WHAT TO WORK ON:
Summarize the text on the violent state in two sentences.

The Violent State in Historical Perspective

As scholars of twentieth century international history, the three lead academics are well-versed in the role played by violence in modern state-formation. Yet while our multilingual research draws on a wide geographical range of archives and case studies, from Asia-Pacific and the Middle East to the United States and Western Europe, our archival opportunities and interactions with colleagues are too often temporally restricted to scholarship on the contemporary era.
Given the history discipline’s orientation around scholarly networks which focus on common time-periods and places, our work on twentieth century violence and state-building, however global, risks overlooking the insights of historians who explore how similar themes manifested during the more distant past.  Early Modern Europe, for instance, has produced a cannon of influential texts on how the nascent state was “born of war”, as historian Charles Tilly put it, and the works of historians like Michael Howard and Geoffrey Parker or theorists like Hobbes or Weber offer much insight for historians of more recent state formation. Yet given the Eurocentric character of the Early Modern state tradition, this field likewise runs the risk of insularity, and also stands to benefit considerably from considerations of state violence through an expanded geographical and temporal lens.
By bringing together cutting-edge White Rose researchers across a diverse range of epochs, cultures, and disciplines, ‘The Violent State’ will break new ground in the study of the state’s relationship to violence.  Transcending academia’s conventional organisation into narrow geographical or temporal clusters, our research network will foster complementary working relationships between unconventional pairings of scholars. We will then investigate how states across the globe, and from classical times to the contemporary day, have deployed violence to shape society and define the duties and privileges of citizenship.

RAW RECORDS:
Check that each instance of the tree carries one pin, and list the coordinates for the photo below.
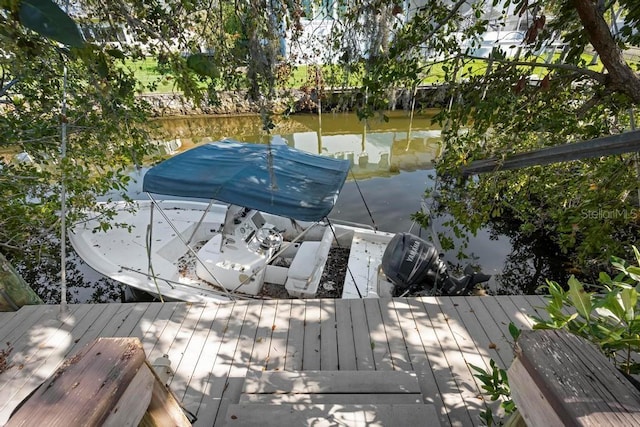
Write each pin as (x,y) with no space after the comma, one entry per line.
(544,96)
(553,91)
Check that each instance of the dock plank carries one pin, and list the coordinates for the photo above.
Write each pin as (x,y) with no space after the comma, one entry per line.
(193,350)
(415,326)
(395,338)
(311,343)
(295,340)
(241,360)
(218,379)
(434,336)
(201,380)
(346,344)
(256,414)
(305,382)
(378,335)
(212,346)
(499,347)
(277,356)
(361,336)
(266,325)
(328,336)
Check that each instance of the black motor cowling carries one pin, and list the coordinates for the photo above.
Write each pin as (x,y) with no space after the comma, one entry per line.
(413,265)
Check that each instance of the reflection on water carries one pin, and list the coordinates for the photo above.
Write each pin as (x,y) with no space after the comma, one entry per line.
(392,162)
(375,148)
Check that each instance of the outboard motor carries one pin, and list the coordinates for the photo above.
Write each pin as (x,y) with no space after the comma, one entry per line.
(413,265)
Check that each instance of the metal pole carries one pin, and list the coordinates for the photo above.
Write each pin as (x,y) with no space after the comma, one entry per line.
(63,197)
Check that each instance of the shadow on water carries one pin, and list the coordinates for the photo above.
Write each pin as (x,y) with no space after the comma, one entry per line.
(392,163)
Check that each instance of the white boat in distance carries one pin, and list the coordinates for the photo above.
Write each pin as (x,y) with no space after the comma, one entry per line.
(265,228)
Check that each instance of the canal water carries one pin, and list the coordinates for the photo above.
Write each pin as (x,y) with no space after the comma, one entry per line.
(392,166)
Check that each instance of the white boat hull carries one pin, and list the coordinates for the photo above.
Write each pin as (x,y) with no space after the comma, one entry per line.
(147,250)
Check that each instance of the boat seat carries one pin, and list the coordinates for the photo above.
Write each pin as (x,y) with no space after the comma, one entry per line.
(208,255)
(307,266)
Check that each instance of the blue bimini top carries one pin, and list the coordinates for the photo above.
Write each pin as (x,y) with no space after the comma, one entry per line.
(276,179)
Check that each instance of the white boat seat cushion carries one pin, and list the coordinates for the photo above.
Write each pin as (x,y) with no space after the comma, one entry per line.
(209,255)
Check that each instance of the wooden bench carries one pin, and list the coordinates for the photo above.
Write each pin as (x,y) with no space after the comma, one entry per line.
(559,379)
(108,383)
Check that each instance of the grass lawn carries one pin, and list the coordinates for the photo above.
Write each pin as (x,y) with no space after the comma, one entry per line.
(153,81)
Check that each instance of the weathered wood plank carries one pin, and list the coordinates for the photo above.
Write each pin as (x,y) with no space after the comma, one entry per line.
(256,414)
(604,146)
(528,307)
(346,343)
(475,330)
(147,319)
(155,328)
(397,345)
(260,355)
(130,323)
(332,382)
(204,375)
(499,346)
(378,335)
(177,350)
(164,409)
(170,329)
(218,380)
(451,372)
(361,336)
(311,346)
(31,364)
(192,351)
(416,328)
(134,401)
(472,353)
(85,389)
(323,398)
(328,336)
(241,358)
(512,313)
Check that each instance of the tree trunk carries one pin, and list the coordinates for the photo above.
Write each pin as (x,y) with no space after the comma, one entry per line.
(621,78)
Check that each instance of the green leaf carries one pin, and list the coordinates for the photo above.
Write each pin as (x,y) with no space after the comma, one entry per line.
(634,273)
(580,299)
(629,301)
(47,19)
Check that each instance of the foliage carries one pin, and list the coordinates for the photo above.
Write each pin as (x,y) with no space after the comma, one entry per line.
(495,383)
(550,91)
(608,317)
(47,86)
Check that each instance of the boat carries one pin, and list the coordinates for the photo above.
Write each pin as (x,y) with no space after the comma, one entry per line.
(230,220)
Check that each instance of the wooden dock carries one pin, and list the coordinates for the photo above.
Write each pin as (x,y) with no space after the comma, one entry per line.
(213,347)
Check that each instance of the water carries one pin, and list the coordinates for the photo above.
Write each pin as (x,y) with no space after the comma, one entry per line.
(392,167)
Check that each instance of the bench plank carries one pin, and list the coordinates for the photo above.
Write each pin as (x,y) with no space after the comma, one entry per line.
(85,389)
(264,415)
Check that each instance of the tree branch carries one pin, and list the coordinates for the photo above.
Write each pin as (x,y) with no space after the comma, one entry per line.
(621,77)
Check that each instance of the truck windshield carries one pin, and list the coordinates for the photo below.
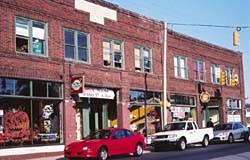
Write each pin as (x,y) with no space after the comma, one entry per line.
(175,126)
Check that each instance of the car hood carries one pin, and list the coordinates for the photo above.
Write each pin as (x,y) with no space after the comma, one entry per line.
(82,143)
(168,132)
(221,131)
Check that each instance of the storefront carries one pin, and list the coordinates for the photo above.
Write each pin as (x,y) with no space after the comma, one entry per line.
(183,107)
(139,100)
(96,109)
(234,110)
(31,113)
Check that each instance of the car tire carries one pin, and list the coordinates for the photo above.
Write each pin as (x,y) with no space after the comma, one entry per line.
(102,154)
(181,144)
(138,150)
(230,138)
(205,141)
(246,138)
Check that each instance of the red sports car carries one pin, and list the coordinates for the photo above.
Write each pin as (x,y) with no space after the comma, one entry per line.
(107,142)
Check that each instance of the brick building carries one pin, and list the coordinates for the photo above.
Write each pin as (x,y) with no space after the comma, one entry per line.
(49,49)
(195,67)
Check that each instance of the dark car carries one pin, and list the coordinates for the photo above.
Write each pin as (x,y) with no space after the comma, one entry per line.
(107,142)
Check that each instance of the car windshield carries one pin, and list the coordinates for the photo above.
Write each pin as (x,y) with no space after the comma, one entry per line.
(100,134)
(175,126)
(223,127)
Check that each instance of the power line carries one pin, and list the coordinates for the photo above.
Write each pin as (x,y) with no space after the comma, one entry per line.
(209,25)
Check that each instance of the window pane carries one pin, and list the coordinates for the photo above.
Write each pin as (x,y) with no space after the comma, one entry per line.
(55,90)
(22,44)
(69,37)
(69,52)
(22,27)
(22,88)
(82,40)
(7,86)
(83,54)
(38,46)
(38,30)
(39,89)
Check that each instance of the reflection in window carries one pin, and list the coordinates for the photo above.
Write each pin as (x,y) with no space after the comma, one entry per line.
(6,86)
(143,59)
(30,31)
(22,88)
(76,45)
(112,53)
(39,89)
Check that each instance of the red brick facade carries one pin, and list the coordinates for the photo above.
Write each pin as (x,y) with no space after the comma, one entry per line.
(130,28)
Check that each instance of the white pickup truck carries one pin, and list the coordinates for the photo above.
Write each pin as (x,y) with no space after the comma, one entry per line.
(180,134)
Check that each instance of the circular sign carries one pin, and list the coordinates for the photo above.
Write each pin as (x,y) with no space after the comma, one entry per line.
(205,97)
(76,85)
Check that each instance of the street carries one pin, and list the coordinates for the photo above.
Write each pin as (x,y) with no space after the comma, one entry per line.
(238,150)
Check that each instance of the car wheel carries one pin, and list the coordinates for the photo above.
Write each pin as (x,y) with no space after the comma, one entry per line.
(138,150)
(182,144)
(230,138)
(246,138)
(205,141)
(102,153)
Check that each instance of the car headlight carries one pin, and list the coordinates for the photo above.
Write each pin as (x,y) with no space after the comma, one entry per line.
(85,148)
(172,135)
(66,148)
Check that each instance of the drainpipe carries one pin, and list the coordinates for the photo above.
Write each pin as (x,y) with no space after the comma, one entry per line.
(165,111)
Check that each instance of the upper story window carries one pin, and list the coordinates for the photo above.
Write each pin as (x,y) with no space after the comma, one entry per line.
(76,45)
(143,59)
(215,74)
(112,53)
(31,36)
(180,67)
(199,70)
(229,71)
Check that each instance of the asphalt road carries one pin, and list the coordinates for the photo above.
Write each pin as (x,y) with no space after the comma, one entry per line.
(235,151)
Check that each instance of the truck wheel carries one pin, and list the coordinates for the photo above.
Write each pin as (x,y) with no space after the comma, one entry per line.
(230,138)
(138,150)
(205,141)
(182,144)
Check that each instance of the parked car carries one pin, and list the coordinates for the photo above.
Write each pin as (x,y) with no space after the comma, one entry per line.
(180,134)
(228,132)
(107,142)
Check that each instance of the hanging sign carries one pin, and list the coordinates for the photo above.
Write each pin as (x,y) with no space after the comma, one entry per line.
(205,97)
(77,85)
(97,93)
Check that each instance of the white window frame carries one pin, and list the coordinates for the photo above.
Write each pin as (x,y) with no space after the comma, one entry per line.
(142,57)
(229,71)
(33,35)
(180,67)
(198,71)
(215,74)
(109,52)
(76,47)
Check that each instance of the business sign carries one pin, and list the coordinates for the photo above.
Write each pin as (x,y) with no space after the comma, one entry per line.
(77,85)
(205,97)
(97,93)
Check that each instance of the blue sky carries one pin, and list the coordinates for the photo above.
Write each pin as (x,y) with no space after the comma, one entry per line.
(209,12)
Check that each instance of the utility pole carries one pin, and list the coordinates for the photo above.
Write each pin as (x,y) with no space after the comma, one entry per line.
(165,111)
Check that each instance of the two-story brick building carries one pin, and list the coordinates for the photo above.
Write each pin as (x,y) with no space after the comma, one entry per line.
(195,69)
(50,49)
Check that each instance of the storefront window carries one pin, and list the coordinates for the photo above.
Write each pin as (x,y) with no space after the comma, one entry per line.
(233,110)
(137,111)
(29,120)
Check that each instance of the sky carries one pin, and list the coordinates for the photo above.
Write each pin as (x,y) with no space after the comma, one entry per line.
(205,12)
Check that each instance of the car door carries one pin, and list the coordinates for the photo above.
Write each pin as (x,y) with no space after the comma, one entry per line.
(118,140)
(191,137)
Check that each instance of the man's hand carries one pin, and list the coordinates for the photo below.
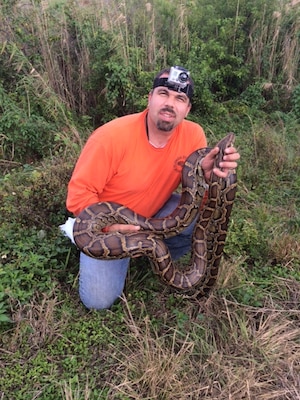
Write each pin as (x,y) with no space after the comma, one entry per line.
(124,228)
(229,162)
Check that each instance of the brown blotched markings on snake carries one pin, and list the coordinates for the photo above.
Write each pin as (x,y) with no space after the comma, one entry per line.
(208,237)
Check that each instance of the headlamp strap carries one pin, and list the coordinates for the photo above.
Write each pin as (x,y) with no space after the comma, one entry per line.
(188,90)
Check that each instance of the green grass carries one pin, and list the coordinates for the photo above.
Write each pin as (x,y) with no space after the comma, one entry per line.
(242,342)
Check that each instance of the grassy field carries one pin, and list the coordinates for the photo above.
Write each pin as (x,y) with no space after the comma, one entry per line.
(243,342)
(68,66)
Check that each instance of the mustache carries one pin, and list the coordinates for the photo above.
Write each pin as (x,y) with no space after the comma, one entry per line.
(169,110)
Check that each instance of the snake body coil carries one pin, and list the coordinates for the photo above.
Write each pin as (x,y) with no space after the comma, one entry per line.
(208,238)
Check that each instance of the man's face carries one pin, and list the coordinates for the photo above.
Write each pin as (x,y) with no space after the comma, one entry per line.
(167,108)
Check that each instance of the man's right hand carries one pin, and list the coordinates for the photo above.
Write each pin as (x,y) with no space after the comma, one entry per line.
(123,228)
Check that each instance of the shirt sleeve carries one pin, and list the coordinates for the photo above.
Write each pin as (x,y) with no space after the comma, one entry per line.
(93,169)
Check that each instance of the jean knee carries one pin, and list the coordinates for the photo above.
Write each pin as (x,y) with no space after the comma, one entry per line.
(101,282)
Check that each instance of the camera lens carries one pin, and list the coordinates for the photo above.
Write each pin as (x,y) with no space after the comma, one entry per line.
(183,77)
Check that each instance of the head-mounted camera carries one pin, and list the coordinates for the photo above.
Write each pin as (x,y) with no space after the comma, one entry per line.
(178,81)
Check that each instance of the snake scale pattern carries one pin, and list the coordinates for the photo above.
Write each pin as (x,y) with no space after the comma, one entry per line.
(208,240)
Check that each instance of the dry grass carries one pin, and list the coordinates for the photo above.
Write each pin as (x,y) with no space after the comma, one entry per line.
(236,352)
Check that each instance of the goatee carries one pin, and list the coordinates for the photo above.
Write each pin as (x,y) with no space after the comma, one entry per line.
(164,126)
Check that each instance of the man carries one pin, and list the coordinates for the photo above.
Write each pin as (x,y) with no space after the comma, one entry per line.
(136,161)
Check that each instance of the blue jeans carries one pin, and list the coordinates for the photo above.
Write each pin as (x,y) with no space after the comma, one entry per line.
(101,282)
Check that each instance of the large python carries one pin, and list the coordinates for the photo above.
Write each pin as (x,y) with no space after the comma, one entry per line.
(208,238)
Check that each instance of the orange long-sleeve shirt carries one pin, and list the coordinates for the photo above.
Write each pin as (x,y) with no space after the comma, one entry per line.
(119,164)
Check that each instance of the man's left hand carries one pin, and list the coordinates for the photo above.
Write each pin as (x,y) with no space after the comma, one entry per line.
(228,162)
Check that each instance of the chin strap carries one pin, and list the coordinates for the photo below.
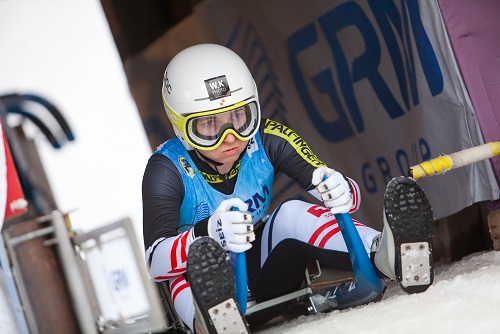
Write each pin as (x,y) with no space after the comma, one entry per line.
(207,159)
(215,163)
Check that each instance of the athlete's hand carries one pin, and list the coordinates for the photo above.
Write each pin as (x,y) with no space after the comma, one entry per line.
(333,188)
(233,230)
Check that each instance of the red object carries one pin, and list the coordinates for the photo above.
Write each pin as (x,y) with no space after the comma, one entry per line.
(16,203)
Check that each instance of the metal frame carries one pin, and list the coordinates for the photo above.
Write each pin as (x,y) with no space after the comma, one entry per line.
(154,320)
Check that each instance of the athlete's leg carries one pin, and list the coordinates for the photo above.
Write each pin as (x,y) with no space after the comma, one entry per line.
(312,224)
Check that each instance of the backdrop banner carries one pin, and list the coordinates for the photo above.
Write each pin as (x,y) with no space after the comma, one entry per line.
(372,86)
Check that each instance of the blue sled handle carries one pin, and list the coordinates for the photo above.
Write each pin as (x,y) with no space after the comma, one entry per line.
(366,277)
(240,275)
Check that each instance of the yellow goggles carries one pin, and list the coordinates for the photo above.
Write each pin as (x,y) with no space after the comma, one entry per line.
(206,130)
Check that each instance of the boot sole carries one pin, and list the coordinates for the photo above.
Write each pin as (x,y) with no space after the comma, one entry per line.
(211,278)
(409,215)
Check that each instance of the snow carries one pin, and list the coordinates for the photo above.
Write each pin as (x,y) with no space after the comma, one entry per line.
(63,50)
(463,299)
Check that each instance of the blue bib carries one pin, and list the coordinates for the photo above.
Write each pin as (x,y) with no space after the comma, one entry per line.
(254,184)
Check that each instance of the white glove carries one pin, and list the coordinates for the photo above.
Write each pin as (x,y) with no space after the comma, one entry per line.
(233,230)
(333,189)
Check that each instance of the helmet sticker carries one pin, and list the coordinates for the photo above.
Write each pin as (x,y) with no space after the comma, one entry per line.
(217,87)
(166,83)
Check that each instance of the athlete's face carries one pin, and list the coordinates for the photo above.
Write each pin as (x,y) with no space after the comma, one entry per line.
(228,151)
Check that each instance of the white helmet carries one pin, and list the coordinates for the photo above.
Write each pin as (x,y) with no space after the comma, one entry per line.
(209,92)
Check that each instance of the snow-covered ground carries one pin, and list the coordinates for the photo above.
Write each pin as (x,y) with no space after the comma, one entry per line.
(64,51)
(465,298)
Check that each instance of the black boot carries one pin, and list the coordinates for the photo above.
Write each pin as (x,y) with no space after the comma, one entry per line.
(211,278)
(404,253)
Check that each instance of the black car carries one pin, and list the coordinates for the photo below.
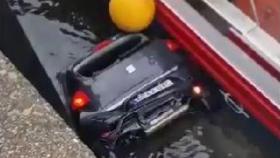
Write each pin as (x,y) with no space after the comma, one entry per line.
(130,85)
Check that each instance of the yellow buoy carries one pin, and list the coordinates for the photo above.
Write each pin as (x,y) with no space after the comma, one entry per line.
(132,15)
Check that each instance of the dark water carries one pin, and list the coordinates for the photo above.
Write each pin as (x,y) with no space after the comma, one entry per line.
(61,32)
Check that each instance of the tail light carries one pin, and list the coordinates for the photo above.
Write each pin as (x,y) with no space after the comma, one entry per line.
(197,90)
(79,101)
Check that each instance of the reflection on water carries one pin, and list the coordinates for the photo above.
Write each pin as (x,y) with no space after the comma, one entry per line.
(62,31)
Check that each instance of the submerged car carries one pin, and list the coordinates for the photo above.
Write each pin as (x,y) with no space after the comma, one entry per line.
(129,85)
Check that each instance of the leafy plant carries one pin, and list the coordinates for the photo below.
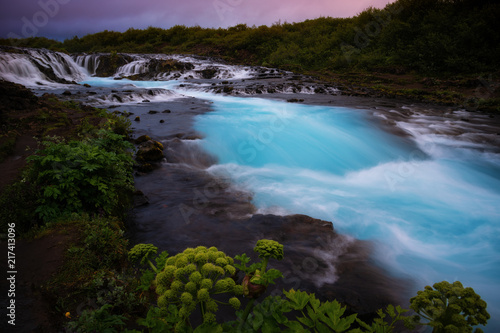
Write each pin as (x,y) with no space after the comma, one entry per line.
(257,276)
(190,279)
(100,320)
(449,307)
(160,320)
(88,175)
(382,325)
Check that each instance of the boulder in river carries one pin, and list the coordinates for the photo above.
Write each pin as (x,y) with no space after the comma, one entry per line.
(151,151)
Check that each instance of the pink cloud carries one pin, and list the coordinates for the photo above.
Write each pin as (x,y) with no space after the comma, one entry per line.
(66,18)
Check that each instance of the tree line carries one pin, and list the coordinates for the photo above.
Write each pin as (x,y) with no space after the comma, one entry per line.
(422,36)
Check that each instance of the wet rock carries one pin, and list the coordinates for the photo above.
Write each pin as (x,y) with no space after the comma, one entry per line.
(146,168)
(140,199)
(150,151)
(208,73)
(14,96)
(141,139)
(118,98)
(109,63)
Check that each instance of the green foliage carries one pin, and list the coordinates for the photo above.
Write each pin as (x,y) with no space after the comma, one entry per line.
(143,253)
(88,175)
(315,315)
(14,201)
(382,325)
(426,36)
(158,320)
(450,307)
(190,279)
(100,320)
(267,248)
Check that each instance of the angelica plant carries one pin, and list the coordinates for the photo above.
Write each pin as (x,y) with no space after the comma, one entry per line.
(450,307)
(258,277)
(190,279)
(143,253)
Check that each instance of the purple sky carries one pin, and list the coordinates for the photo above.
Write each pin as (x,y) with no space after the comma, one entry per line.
(62,19)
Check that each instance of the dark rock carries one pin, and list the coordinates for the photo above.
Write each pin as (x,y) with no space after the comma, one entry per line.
(118,98)
(150,151)
(208,73)
(14,96)
(146,168)
(140,199)
(109,63)
(141,139)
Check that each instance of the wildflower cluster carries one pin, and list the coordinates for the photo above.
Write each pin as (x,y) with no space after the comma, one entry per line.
(190,279)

THE OUTPUT:
Historians of twentieth-century violence and state-building risk overlooking the insights of scholars of the more distant past, while the Eurocentric Early Modern state tradition likewise risks insularity. "The Violent State" will therefore bring together White Rose researchers across epochs, cultures, and disciplines to investigate how states from classical times to the present have deployed violence to shape society and define the duties and privileges of citizenship.